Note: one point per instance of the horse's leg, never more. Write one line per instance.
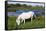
(24, 21)
(31, 18)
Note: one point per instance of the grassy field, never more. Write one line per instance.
(36, 23)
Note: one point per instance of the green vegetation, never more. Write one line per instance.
(34, 24)
(14, 7)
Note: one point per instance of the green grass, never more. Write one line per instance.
(34, 24)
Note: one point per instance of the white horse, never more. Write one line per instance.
(25, 15)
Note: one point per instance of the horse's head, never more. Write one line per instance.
(18, 21)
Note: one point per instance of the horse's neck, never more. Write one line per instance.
(19, 17)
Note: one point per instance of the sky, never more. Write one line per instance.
(33, 4)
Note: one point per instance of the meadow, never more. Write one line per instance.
(36, 23)
(39, 22)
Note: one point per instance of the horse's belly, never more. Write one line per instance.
(26, 16)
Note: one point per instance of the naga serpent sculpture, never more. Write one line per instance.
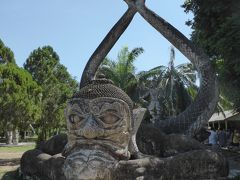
(198, 113)
(102, 125)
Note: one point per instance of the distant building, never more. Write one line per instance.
(227, 120)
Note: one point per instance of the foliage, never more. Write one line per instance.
(19, 97)
(122, 71)
(176, 84)
(6, 55)
(216, 27)
(57, 84)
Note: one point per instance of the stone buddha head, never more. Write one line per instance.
(99, 122)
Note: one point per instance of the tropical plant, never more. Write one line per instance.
(57, 86)
(216, 27)
(176, 85)
(19, 99)
(6, 54)
(122, 70)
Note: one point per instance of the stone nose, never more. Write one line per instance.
(91, 129)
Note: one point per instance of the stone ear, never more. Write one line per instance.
(138, 115)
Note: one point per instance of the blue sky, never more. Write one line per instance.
(74, 28)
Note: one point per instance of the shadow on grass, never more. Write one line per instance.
(11, 175)
(9, 162)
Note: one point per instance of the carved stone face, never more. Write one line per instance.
(98, 136)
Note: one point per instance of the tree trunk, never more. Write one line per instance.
(15, 138)
(9, 137)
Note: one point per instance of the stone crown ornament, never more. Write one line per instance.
(105, 140)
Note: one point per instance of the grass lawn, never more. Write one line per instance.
(10, 160)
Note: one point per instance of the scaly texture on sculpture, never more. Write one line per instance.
(99, 130)
(102, 125)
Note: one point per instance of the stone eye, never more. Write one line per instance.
(109, 118)
(74, 119)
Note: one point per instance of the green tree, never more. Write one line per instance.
(57, 84)
(216, 27)
(122, 71)
(6, 54)
(19, 98)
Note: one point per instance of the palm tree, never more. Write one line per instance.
(176, 84)
(122, 70)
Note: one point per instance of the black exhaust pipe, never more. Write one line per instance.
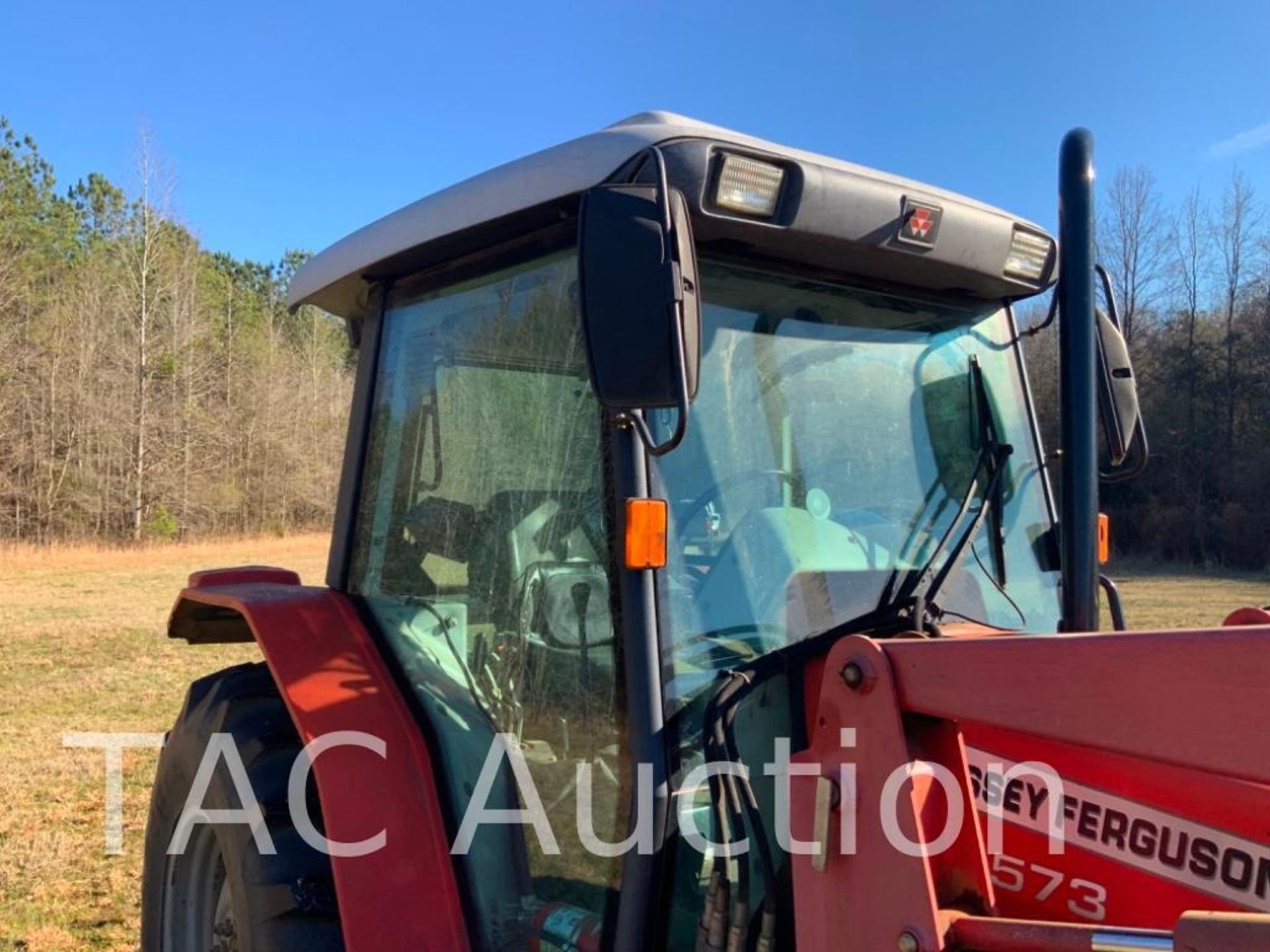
(1079, 514)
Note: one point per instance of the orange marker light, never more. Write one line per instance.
(646, 534)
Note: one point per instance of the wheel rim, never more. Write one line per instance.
(198, 905)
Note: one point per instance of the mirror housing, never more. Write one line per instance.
(640, 306)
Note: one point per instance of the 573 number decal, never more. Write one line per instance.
(1082, 898)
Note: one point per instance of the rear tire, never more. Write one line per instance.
(222, 894)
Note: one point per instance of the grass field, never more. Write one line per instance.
(84, 651)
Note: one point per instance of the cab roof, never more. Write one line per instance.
(335, 278)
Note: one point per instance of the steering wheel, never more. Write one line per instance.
(686, 517)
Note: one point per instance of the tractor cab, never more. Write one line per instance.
(812, 367)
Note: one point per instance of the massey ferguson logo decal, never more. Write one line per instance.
(920, 223)
(1171, 847)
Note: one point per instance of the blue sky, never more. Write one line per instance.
(288, 125)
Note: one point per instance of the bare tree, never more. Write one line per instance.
(1133, 243)
(1235, 234)
(145, 285)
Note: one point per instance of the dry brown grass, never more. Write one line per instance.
(84, 651)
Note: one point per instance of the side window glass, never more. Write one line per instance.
(482, 551)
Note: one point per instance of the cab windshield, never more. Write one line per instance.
(833, 440)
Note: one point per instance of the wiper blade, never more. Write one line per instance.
(917, 589)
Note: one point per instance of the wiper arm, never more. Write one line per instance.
(917, 589)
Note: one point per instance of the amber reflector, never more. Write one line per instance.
(646, 534)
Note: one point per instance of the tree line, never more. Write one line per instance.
(1193, 288)
(150, 387)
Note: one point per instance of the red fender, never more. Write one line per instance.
(1248, 616)
(403, 896)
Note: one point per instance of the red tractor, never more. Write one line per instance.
(698, 583)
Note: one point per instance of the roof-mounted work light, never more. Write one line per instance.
(1029, 255)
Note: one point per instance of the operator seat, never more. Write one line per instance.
(540, 568)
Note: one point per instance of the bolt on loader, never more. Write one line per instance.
(698, 582)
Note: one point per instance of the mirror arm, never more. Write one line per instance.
(1123, 474)
(1114, 606)
(681, 426)
(1049, 317)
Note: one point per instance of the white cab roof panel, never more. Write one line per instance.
(333, 278)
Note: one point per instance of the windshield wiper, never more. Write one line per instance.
(917, 589)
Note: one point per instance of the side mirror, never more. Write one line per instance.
(640, 306)
(1118, 389)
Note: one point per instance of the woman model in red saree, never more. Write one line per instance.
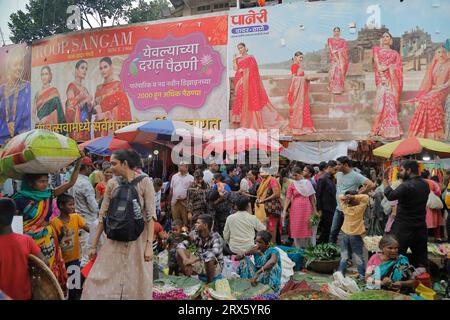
(300, 121)
(338, 62)
(112, 102)
(79, 103)
(388, 70)
(428, 119)
(47, 102)
(250, 96)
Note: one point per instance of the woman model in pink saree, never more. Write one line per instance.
(300, 121)
(388, 70)
(250, 96)
(428, 119)
(338, 62)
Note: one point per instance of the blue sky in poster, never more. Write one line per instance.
(319, 18)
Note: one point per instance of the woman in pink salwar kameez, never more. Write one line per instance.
(388, 70)
(250, 96)
(338, 62)
(428, 120)
(300, 121)
(301, 197)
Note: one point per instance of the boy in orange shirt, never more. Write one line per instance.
(67, 227)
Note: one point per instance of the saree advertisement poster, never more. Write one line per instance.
(89, 84)
(15, 91)
(342, 70)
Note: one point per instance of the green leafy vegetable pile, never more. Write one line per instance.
(321, 252)
(376, 295)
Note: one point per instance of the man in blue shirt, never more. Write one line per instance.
(347, 180)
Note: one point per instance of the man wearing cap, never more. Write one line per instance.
(179, 185)
(209, 173)
(85, 204)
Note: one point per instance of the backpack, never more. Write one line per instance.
(447, 196)
(124, 221)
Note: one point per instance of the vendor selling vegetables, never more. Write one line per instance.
(389, 270)
(266, 267)
(208, 260)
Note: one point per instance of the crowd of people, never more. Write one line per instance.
(203, 213)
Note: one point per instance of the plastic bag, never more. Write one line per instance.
(287, 266)
(342, 287)
(229, 269)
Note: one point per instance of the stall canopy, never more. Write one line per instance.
(315, 152)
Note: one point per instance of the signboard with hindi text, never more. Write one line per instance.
(89, 84)
(342, 70)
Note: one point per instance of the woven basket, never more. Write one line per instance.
(291, 295)
(44, 284)
(327, 267)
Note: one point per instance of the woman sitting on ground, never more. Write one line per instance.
(266, 268)
(388, 270)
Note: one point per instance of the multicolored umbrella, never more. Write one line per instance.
(104, 146)
(157, 130)
(238, 141)
(411, 146)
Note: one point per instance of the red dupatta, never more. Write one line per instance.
(389, 58)
(249, 90)
(341, 46)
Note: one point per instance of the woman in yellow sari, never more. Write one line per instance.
(268, 206)
(34, 203)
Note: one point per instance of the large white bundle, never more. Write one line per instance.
(37, 151)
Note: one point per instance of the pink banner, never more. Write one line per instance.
(172, 72)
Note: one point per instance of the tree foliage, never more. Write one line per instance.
(148, 11)
(43, 18)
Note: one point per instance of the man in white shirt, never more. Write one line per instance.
(85, 204)
(241, 227)
(179, 185)
(208, 174)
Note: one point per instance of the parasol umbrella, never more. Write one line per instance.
(411, 146)
(242, 140)
(156, 130)
(104, 146)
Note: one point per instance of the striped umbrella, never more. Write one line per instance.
(156, 130)
(411, 146)
(104, 146)
(240, 140)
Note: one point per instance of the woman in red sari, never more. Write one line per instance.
(47, 102)
(428, 119)
(250, 96)
(388, 70)
(112, 102)
(79, 103)
(300, 121)
(338, 62)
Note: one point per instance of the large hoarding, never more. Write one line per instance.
(88, 84)
(15, 91)
(381, 74)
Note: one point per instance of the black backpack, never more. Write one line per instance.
(124, 221)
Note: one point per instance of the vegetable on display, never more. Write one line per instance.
(321, 252)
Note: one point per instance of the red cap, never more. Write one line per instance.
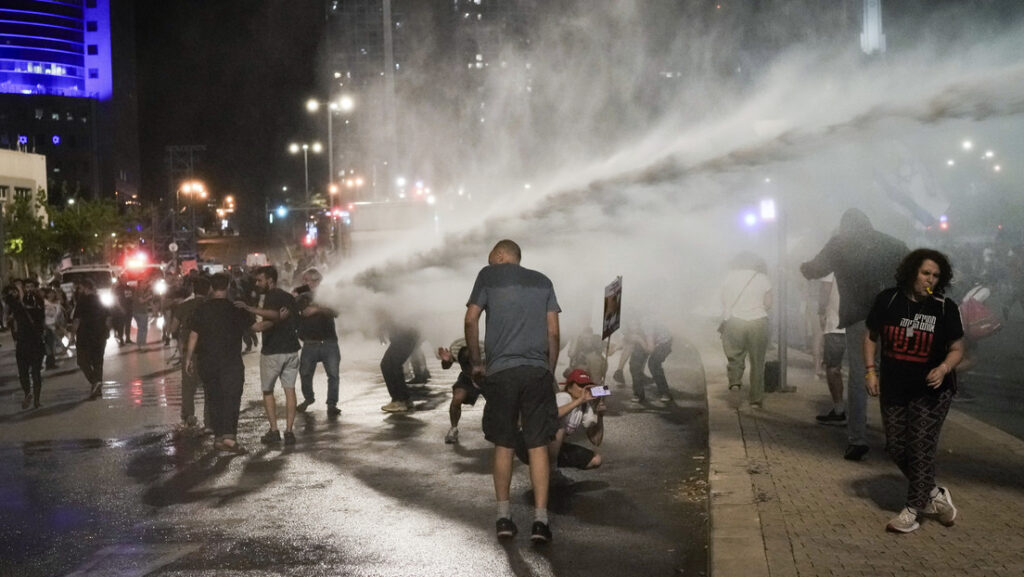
(580, 377)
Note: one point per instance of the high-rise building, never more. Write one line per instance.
(68, 92)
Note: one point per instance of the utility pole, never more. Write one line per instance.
(389, 112)
(3, 245)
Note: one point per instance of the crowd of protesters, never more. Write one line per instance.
(212, 320)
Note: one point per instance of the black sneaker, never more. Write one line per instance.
(541, 533)
(832, 417)
(270, 438)
(855, 452)
(506, 528)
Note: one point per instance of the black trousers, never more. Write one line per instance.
(90, 359)
(638, 360)
(222, 381)
(400, 348)
(30, 368)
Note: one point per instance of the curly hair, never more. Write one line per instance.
(906, 273)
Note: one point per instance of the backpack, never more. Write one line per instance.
(979, 321)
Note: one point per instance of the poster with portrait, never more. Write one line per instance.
(612, 306)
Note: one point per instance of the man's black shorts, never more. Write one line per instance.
(834, 349)
(466, 383)
(520, 395)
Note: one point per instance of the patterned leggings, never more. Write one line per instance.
(911, 439)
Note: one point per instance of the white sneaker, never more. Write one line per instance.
(905, 522)
(452, 436)
(397, 407)
(941, 507)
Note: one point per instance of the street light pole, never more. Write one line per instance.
(294, 149)
(305, 164)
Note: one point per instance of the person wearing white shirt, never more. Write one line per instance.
(745, 300)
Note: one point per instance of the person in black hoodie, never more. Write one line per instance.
(28, 324)
(863, 260)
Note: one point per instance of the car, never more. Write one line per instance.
(103, 277)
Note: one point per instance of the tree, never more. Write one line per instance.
(28, 240)
(83, 229)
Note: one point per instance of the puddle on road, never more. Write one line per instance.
(132, 560)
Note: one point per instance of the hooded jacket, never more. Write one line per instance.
(864, 261)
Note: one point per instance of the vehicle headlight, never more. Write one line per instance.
(105, 297)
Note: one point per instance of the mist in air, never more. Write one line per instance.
(634, 138)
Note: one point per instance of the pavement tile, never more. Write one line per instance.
(820, 514)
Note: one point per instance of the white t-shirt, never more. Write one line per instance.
(749, 298)
(580, 416)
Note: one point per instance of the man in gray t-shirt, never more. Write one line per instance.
(522, 348)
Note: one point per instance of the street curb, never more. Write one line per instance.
(736, 539)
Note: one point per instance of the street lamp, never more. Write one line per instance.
(345, 104)
(304, 147)
(193, 190)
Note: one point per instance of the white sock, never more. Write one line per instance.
(504, 508)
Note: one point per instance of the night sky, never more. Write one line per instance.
(233, 76)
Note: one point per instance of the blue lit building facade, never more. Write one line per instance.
(67, 91)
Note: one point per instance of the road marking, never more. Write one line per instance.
(132, 560)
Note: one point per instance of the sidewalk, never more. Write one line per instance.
(783, 501)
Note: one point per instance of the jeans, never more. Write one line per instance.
(142, 330)
(325, 352)
(856, 407)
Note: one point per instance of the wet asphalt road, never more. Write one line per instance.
(110, 488)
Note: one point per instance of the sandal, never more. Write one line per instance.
(232, 448)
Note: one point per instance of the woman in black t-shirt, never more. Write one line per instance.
(919, 332)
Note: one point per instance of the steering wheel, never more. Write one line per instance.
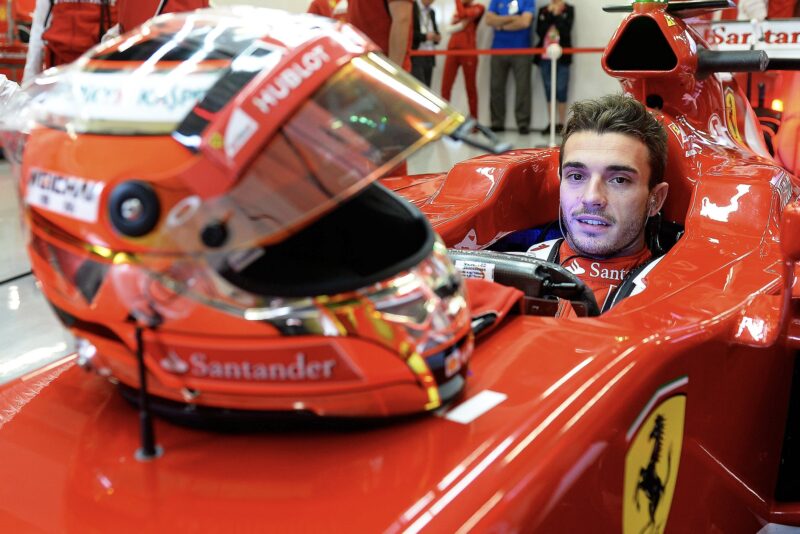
(536, 278)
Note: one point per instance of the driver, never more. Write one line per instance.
(611, 171)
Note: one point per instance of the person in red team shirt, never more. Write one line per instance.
(613, 156)
(334, 9)
(135, 12)
(465, 21)
(388, 23)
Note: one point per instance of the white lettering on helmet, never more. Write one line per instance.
(71, 196)
(291, 78)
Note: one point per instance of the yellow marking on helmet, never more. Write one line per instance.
(419, 366)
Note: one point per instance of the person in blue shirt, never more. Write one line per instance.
(511, 20)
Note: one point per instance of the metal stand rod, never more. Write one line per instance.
(148, 449)
(553, 78)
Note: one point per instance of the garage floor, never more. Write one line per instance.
(31, 336)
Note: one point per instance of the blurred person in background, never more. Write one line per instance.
(464, 29)
(554, 25)
(388, 23)
(426, 36)
(334, 9)
(62, 30)
(511, 20)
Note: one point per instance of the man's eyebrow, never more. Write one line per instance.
(622, 168)
(574, 164)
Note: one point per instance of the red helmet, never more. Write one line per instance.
(212, 175)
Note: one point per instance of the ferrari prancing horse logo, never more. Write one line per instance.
(651, 468)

• • • • • • •

:: Task details ::
Convert the lines from the one containing "Note: one point per instance of the red helmet, never" through the end of the material above into a Markdown table with the columns Row and Line, where Row numbers each line and Line holds its text. Leave out any blank lines.

:: The reply ::
| Row | Line |
|---|---|
| 1 | Note: one point per instance of the red helmet, never more. Write one line per instance. |
| 2 | (212, 175) |
| 3 | Note: one point per instance of the ferrari prancing horse logo, never more. Write one line per instance. |
| 4 | (651, 468) |